▸ Exercise task: Skip the images and return the records below exactly.

Image annotation data:
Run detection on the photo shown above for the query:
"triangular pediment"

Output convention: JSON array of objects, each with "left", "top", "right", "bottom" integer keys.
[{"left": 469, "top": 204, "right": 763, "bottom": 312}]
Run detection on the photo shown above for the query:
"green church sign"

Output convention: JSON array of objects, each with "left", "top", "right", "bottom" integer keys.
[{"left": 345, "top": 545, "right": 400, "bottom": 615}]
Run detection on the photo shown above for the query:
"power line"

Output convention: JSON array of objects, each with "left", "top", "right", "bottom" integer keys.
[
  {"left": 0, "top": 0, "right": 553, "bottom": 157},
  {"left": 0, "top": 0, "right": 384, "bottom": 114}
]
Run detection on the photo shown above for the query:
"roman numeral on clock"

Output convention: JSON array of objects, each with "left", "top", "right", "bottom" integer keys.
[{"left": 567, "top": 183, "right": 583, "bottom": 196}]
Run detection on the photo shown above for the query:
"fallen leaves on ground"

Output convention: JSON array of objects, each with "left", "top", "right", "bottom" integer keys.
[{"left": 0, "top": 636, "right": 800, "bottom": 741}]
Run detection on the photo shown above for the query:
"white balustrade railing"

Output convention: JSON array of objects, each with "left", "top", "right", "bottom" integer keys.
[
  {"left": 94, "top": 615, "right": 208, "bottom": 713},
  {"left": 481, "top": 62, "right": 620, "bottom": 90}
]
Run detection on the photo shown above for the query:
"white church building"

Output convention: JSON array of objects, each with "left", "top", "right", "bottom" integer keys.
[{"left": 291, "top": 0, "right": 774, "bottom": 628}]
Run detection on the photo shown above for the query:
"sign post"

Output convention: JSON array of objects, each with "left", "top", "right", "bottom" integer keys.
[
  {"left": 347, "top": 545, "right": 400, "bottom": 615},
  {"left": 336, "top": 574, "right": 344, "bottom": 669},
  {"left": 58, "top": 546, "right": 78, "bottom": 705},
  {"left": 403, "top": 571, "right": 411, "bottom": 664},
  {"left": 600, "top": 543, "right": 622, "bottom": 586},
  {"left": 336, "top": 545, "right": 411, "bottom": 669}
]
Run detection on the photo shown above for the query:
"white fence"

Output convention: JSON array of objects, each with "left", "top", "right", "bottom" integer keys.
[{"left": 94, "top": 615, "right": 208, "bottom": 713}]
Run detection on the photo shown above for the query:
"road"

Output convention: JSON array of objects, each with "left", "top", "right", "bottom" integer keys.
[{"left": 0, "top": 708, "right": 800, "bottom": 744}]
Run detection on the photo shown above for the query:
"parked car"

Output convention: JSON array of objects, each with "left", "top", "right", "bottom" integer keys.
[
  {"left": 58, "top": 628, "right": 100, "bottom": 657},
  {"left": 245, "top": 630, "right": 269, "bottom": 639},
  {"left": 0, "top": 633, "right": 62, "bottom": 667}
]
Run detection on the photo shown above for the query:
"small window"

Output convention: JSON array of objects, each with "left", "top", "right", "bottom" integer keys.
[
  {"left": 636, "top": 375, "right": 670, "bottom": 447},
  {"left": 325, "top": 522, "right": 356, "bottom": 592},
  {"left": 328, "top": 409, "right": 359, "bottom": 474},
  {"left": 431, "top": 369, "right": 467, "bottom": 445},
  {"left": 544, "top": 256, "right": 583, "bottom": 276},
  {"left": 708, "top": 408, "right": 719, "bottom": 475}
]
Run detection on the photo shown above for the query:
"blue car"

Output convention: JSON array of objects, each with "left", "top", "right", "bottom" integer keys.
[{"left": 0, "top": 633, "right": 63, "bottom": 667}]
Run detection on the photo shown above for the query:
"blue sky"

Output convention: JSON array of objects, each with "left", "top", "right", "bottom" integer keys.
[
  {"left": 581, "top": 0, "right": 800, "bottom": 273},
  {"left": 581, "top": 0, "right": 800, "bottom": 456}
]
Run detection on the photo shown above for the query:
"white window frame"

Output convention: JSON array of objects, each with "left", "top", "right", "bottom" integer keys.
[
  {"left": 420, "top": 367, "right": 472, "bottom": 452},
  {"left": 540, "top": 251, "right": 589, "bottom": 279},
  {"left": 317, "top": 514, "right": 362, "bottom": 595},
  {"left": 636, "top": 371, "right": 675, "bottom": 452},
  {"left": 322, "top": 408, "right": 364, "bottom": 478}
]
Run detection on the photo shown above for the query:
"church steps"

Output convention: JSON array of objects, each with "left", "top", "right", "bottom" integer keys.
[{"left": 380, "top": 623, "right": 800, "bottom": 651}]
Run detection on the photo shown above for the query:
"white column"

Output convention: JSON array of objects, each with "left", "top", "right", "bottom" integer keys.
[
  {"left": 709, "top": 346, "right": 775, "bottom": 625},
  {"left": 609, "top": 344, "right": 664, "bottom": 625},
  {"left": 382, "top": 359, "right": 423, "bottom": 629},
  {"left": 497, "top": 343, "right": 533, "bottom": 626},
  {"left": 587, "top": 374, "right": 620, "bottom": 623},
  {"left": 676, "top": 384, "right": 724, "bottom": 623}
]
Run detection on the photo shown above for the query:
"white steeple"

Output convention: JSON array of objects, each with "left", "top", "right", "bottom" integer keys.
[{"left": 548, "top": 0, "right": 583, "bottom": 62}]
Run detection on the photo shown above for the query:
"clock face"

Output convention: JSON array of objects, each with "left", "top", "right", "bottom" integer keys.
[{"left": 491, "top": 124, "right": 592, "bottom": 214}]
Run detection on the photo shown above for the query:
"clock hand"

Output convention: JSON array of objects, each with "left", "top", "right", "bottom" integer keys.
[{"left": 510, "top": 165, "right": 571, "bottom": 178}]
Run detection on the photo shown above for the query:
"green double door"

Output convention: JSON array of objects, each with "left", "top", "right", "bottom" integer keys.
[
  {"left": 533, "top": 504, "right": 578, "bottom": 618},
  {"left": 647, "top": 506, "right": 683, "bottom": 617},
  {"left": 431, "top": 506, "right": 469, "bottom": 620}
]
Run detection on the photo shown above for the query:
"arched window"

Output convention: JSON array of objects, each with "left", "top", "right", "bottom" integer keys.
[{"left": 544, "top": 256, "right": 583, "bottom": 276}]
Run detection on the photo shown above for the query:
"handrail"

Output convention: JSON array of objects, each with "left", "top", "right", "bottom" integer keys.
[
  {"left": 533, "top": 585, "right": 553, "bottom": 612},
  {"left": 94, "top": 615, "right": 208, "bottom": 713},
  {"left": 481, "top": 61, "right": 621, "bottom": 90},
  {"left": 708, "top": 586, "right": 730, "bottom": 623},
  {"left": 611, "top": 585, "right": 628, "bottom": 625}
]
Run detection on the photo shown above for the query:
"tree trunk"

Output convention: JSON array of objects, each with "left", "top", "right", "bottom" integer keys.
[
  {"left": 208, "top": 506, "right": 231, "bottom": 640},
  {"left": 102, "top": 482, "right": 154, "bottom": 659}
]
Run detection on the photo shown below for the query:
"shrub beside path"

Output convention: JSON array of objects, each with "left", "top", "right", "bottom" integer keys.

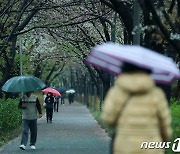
[{"left": 0, "top": 102, "right": 110, "bottom": 154}]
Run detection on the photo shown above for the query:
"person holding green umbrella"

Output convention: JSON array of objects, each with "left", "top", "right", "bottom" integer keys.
[
  {"left": 2, "top": 75, "right": 46, "bottom": 150},
  {"left": 19, "top": 92, "right": 42, "bottom": 150}
]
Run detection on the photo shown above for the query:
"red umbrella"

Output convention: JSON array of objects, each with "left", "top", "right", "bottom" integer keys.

▸ Correct response:
Run detection on the photo shown above for the query:
"triangular pediment"

Output convention: JSON array of objects, each with "left", "top", "right", "bottom" integer keys.
[{"left": 469, "top": 204, "right": 763, "bottom": 312}]
Run detection on the photo shown above for the query:
"green church sign"

Output convention: JSON array of objects, each with "left", "top", "right", "bottom" integer keys.
[{"left": 345, "top": 545, "right": 400, "bottom": 615}]
Run detection on the photo shown above for the query:
"power line"

Output convention: JSON array of objects, each with "left", "top", "right", "bottom" integer keys.
[
  {"left": 0, "top": 0, "right": 553, "bottom": 157},
  {"left": 0, "top": 0, "right": 384, "bottom": 114}
]
Run detection on the photo shown above for the query:
"roman numeral on clock"

Output convention: JSON array of objects, each with "left", "top", "right", "bottom" integer keys.
[{"left": 567, "top": 183, "right": 583, "bottom": 196}]
Run detection on the photo shown above for the query:
"fallen leaves on ground"

Output convention: JSON array of objects, each with "left", "top", "right", "bottom" integer keys.
[{"left": 0, "top": 636, "right": 800, "bottom": 741}]
Run detection on the photo shown above for the query:
"white balustrade railing"

Output convention: JSON array of objects, each with "left", "top", "right", "bottom" integer keys.
[
  {"left": 94, "top": 615, "right": 208, "bottom": 713},
  {"left": 481, "top": 62, "right": 620, "bottom": 90}
]
Run detection on the photo shown above for the query:
"white church building"

Output convention: JSON array of objects, each with "left", "top", "right", "bottom" integer keys.
[{"left": 291, "top": 0, "right": 774, "bottom": 628}]
Run detection on the photo shown above for the query:
"sign post"

Output convention: JSON array of objects, each with "left", "top", "right", "bottom" integer keys.
[
  {"left": 347, "top": 545, "right": 400, "bottom": 615},
  {"left": 336, "top": 574, "right": 344, "bottom": 669},
  {"left": 58, "top": 546, "right": 78, "bottom": 705},
  {"left": 403, "top": 571, "right": 411, "bottom": 664},
  {"left": 600, "top": 543, "right": 622, "bottom": 586},
  {"left": 336, "top": 545, "right": 411, "bottom": 669}
]
Run detection on the photo shown above for the query:
"white fence"

Output convention: JSON array of objects, each with "left", "top", "right", "bottom" integer keys.
[{"left": 94, "top": 615, "right": 208, "bottom": 713}]
Run detection on the photo shown above for the query:
"road"

Output convention: JSON array of objects, each with "left", "top", "right", "bottom" integer keys.
[{"left": 0, "top": 708, "right": 800, "bottom": 744}]
Run detection on the photo shown above for the query:
"parked car"

Output convention: JSON array of objects, each with "left", "top", "right", "bottom" integer keys.
[
  {"left": 58, "top": 628, "right": 100, "bottom": 657},
  {"left": 245, "top": 630, "right": 269, "bottom": 639},
  {"left": 0, "top": 633, "right": 62, "bottom": 667}
]
Run detection on the photo shown above for the query:
"small window"

Output convention: JSON array of objects, each with "left", "top", "right", "bottom" integer keys.
[
  {"left": 636, "top": 375, "right": 670, "bottom": 447},
  {"left": 325, "top": 522, "right": 356, "bottom": 592},
  {"left": 328, "top": 409, "right": 359, "bottom": 474},
  {"left": 431, "top": 369, "right": 467, "bottom": 445},
  {"left": 544, "top": 256, "right": 583, "bottom": 276},
  {"left": 708, "top": 408, "right": 719, "bottom": 475}
]
Run detection on the photo shown above for the query:
"blue car"

Output convention: JSON array of objects, each with "left", "top", "right", "bottom" integer keys.
[{"left": 0, "top": 633, "right": 63, "bottom": 667}]
Run detection on the photo shown above for the query:
"blue sky"

Output convention: JSON array of objects, each with "left", "top", "right", "bottom" integer keys.
[
  {"left": 581, "top": 0, "right": 800, "bottom": 273},
  {"left": 581, "top": 0, "right": 800, "bottom": 456}
]
Run detection on the photo shown above for the query:
"white window frame"

Output convention: JSON array of objects, each with "left", "top", "right", "bottom" integer keys.
[
  {"left": 420, "top": 367, "right": 472, "bottom": 452},
  {"left": 540, "top": 251, "right": 589, "bottom": 279},
  {"left": 317, "top": 514, "right": 362, "bottom": 595},
  {"left": 636, "top": 371, "right": 675, "bottom": 452},
  {"left": 322, "top": 408, "right": 364, "bottom": 478}
]
Run detection on the photo shown above for the query:
"church steps"

Output convention: JSON array of objects, each with "left", "top", "right", "bottom" integer keys.
[{"left": 380, "top": 623, "right": 800, "bottom": 651}]
Run detection on the photo shown above for the query:
"white column"

Output convention: JSON array of objects, each with "left", "top", "right", "bottom" integer keys.
[
  {"left": 709, "top": 346, "right": 775, "bottom": 625},
  {"left": 609, "top": 344, "right": 664, "bottom": 625},
  {"left": 382, "top": 359, "right": 423, "bottom": 629},
  {"left": 497, "top": 343, "right": 533, "bottom": 626},
  {"left": 587, "top": 374, "right": 620, "bottom": 623},
  {"left": 676, "top": 384, "right": 724, "bottom": 623}
]
Run detection on the photo shown above for the query:
"white steeple"

Output convention: JSON array of objects, each with "left", "top", "right", "bottom" integer keys.
[{"left": 548, "top": 0, "right": 583, "bottom": 62}]
Run detection on the photo shown above for the query:
"clock face"

Output convention: JSON array of objects, each with "left", "top", "right", "bottom" integer keys.
[{"left": 491, "top": 124, "right": 592, "bottom": 214}]
Run detection on the photo shown above for the query:
"clock hand"

Output convention: JSON array of objects, each with "left", "top", "right", "bottom" integer keys.
[{"left": 510, "top": 165, "right": 571, "bottom": 178}]
Run detection on the photo shown above for the query:
"green double door"

Output convention: JSON array of objects, each with "left", "top", "right", "bottom" integer keys.
[
  {"left": 533, "top": 504, "right": 578, "bottom": 618},
  {"left": 647, "top": 506, "right": 683, "bottom": 617},
  {"left": 431, "top": 506, "right": 469, "bottom": 620}
]
Run detection on the photo shown above for the query:
"arched window"

Output convention: JSON array of objects, each with "left", "top", "right", "bottom" integer keys.
[{"left": 544, "top": 256, "right": 583, "bottom": 276}]
Run detection on the photo shown above for the query:
"handrail"

Output convention: JSON array of objects, each with "left", "top", "right", "bottom" integer keys.
[
  {"left": 533, "top": 585, "right": 553, "bottom": 612},
  {"left": 94, "top": 615, "right": 208, "bottom": 713},
  {"left": 481, "top": 61, "right": 621, "bottom": 90},
  {"left": 708, "top": 586, "right": 730, "bottom": 623},
  {"left": 611, "top": 585, "right": 628, "bottom": 625}
]
Run detection on the photo shown above for the query:
"tree trunk"

Output convention: JSON array of objects, each with "left", "top", "right", "bottom" integer keys.
[
  {"left": 208, "top": 506, "right": 231, "bottom": 640},
  {"left": 102, "top": 482, "right": 154, "bottom": 659}
]
Run detection on the photo shown below for the query:
"shrub beside path"

Output convention: JSON array of objects, each with "left", "top", "right", "bottom" integer keys.

[{"left": 0, "top": 102, "right": 110, "bottom": 154}]
Run detection on the photo shown above for the query:
"person holding green umbrella"

Output convention: JSON array of objects, each with "left", "top", "right", "bottom" integer keys.
[
  {"left": 2, "top": 75, "right": 46, "bottom": 150},
  {"left": 19, "top": 92, "right": 42, "bottom": 150}
]
Run detection on the photo shown above for the query:
"red umbrella"

Output convention: JSON array of objects, each with "left", "top", "right", "bottom" integer keys.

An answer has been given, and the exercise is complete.